▸ Text for analysis
((

Fukiko Aoki is a trailblazing NY-based Japanese investigative journalist. 

Known for tackling hard-hitting topics head on, she is renowned for her 17 meticulously researched books on subjects ranging from war crimes uncovered during the US occupation of Japan to Amelia Earhart as well as essay-style nonfiction reportage from NY. She has written numerous articles for major newspapers and magazines throughout Japan.

Fukiko was born on July 7, 1948 in Tokyo.  Her storied career began as a music journalist covering new artists and music exploding out of Tokyo.  She left her job to focus solely on her first book published in 1981, which told the story of Kyoichi Sawada, a Pulitzer Prize winning Japanese photographer, who died on the frontlines in Cambodia while covering the Vietnam War. She moved to New York in 1984 as NY Bureau Chief for Newsweek Japan and three years later married Pete Hamill, the legendary Brooklyn-born journalist and novelist.

After leaving Newsweek, she became a full-time freelance investigative journalist and writer. Through the 1980s and 90s she consistently wrote serialized articles about reporting the U.S. for the weeklies as Shukan Bunshun and major newspapers.  She covered a wide range of topics including violence directed at Japanese in the U.S., 9-11, terrorism and U.S. intelligence agencies.

))

▸ Supplied records
((

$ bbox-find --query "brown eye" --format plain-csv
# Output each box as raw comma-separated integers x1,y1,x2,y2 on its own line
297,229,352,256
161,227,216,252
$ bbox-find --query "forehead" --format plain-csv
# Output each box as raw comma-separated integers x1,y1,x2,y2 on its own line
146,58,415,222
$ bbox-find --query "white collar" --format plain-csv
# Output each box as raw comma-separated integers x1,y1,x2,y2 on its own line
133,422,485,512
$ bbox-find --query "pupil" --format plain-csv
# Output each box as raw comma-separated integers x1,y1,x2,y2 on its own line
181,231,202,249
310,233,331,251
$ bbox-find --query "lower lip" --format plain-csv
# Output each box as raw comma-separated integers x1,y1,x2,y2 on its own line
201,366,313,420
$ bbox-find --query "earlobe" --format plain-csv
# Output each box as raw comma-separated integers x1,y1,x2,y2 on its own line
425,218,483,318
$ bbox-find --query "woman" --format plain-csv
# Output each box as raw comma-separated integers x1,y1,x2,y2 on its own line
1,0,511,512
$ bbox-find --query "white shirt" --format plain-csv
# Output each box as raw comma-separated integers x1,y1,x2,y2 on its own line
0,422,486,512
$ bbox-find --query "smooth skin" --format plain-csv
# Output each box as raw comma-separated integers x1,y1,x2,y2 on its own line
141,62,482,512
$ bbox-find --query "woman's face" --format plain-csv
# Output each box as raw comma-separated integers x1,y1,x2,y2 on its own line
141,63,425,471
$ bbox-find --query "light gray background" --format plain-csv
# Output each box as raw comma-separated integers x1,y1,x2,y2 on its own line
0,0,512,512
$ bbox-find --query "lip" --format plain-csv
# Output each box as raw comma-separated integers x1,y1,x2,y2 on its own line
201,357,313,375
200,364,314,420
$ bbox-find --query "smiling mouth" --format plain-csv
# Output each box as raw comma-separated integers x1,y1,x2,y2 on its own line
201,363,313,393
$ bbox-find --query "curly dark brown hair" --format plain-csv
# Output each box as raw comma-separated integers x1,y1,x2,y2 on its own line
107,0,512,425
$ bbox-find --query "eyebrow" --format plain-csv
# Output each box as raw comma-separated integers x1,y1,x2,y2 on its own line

))

▸ The task
Extend the profile of journalist Fukiko Aoki with a further paragraph that picks up after its final sentence.

▸ Task response
She turned her focus to the U.S. occupation of Japan and uncovered how the former Japanese army's biological warfare "Unit 731" made backroom deals with the U.S. Her book Unit 731 revealed the diabolical mission of Shiro Ishii and his germ warfare unit (Shinchosha, 2005; and Shincho Bunko, 2008). This work was followed by: Occupation History Pursuit: Newsweek Tokyo Bureau Chief Compton Pakenham's Intelligence Diary (Shinchosha, 2011; and Shincho Bunko, 2013).  In 2015, she published a decade’s worth of research regarding the relationship between Miki Sawada, the heir to one of Japan’s zaibatsu(conglomerate) fortunes, and the GHQ, with special focus on the orphanage Sawada found to care for dozens of half-American children fathered by US soldiers during the occupation (Shinchosha, 2015; and Shincho Bunko, 2018).  Since the presidential election in November 2016, she wrote serialized column “Trump's America from New York” in Foresight magazine for one year.  

Having recently published a memoir of her 33-year marriage to Pete Hamill, she is now curating 40 years worth of research into a new book, which is sure to make waves across the world.